Décisions
Cass. crim., 23 mai 2024, n° 23-85.888
COUR DE CASSATION
Autre
Cassation
N° H 23-85.888 F-B
N° 00644
RB5
23 MAI 2024
CASSATION PARTIELLE
M. BONNAL président,
R É P U B L I Q U E F R A N Ç A I S E
________________________________________
AU NOM DU PEUPLE FRANÇAIS
_________________________
ARRÊT DE LA COUR DE CASSATION, CHAMBRE CRIMINELLE,
DU 23 MAI 2024
La société [2] a formé un pourvoi contre l'arrêt de la chambre de l'instruction de la cour d'appel d'Aix-en-Provence, en date du 13 avril 2023, qui, dans l'information suivie contre elle des chefs de contrefaçon aggravée, blanchiment et association de malfaiteurs, a prononcé sur sa demande d'annulation de pièces de la procédure.
Par ordonnance du 28 décembre 2023, le président de la chambre criminelle a prescrit l'examen immédiat du pourvoi.
Des mémoires ont été produits, en demande et en défense.
Sur le rapport de Mme Chafaï, conseiller référendaire, les observations de la SCP Sevaux et Mathonnet, avocat de la société [2], les observations de la SCP Spinosi, avocat de la société [1], et les conclusions de Mme Chauvelot, avocat général référendaire, après débats en l'audience publique du 24 avril 2024 où étaient présents M. Bonnal, président, Mme Chafaï, conseiller rapporteur, Mme de la Lance, conseiller de la chambre, et Mme Boudalia, greffier de chambre,
la chambre criminelle de la Cour de cassation, composée en application de l'article 567-1-1 du code de procédure pénale, des président et conseillers précités, après en avoir délibéré conformément à la loi, a rendu le présent arrêt.
Faits et procédure
1. Il résulte de l'arrêt attaqué et des pièces de la procédure ce qui suit.
2. La société [1], spécialisée dans la conception, le développement, la fabrication et la distribution de casques de motocyclette, a déposé plainte le 30 avril 2018 auprès du procureur de la République contre plusieurs sociétés, dont la société de droit espagnol [2], en dénonçant différents faits de contrefaçon de ses casques intégraux Evoline et Evo One.
3. Au cours de l'enquête préliminaire, les enquêteurs ont procédé aux auditions en qualité de témoins de M. [X] [L], conseil en propriété industrielle de la société [1] et de M. [E] [D], dirigeant de ladite société, en présence d'un avocat de celle-ci.
4. Une information des chefs d'atteinte en bande organisée aux droits du propriétaire d'un brevet, blanchiment, association de malfaiteurs et pratiques commerciales trompeuses a été ouverte et la société [1] s'est constituée partie civile.
5. Mise en examen des chefs de contrefaçon en bande organisée, blanchiment et association de malfaiteurs, la société [2] a régulièrement présenté à la chambre de l'instruction une requête en annulation des auditions de témoin précitées.

Extraits de données de pointage
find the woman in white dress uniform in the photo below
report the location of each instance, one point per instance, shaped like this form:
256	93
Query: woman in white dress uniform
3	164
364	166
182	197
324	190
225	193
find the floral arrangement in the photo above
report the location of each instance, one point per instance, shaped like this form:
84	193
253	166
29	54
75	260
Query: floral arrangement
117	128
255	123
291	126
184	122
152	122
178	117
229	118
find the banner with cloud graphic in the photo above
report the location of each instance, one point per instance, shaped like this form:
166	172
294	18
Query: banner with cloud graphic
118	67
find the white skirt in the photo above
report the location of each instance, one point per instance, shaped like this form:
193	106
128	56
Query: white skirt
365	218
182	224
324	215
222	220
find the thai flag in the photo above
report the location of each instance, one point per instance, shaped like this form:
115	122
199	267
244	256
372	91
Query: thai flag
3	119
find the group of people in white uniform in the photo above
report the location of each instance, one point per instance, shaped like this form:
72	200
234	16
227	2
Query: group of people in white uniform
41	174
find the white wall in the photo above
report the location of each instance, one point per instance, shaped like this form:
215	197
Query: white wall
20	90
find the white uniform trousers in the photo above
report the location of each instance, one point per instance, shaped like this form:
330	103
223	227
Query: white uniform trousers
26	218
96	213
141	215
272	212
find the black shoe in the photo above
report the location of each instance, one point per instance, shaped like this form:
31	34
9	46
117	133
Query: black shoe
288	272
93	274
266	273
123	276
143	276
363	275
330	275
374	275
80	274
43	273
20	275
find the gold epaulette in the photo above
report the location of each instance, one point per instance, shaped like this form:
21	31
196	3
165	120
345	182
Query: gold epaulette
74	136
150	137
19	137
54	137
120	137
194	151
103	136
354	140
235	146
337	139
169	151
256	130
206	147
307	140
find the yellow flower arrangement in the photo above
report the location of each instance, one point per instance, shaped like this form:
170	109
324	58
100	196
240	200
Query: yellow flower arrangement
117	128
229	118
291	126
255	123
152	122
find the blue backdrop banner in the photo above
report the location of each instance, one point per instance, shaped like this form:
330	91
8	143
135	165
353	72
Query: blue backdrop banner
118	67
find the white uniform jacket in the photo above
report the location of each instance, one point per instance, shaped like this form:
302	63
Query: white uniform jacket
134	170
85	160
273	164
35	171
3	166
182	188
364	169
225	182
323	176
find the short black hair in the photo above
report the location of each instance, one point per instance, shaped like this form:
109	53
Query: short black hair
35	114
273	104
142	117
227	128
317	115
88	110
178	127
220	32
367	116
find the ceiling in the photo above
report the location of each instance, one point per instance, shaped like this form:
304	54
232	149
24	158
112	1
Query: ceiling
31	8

--- CONSIGNE A ---
Reprenez le passage de l'arrêt qui s'ouvre sur les mots contenant « 5. Mise en examen » et se ferme sur « de témoin précitées. », en substituant « demande » à « requête ».
--- CONSIGNE B ---
D'après l'arrêt, à quelle date la société [1] a-t-elle déposé plainte auprès du procureur de la République ?
Ces enregistrements forment un matériau à part, distinct de l'arrêt.

--- RÉSULTAT A ---
5. Mise en examen des chefs de contrefaçon en bande organisée, blanchiment et association de malfaiteurs, la société [2] a régulièrement présenté à la chambre de l'instruction une demande en annulation des auditions de témoin précitées.

--- RÉSULTAT B ---
Le 30 avril 2018.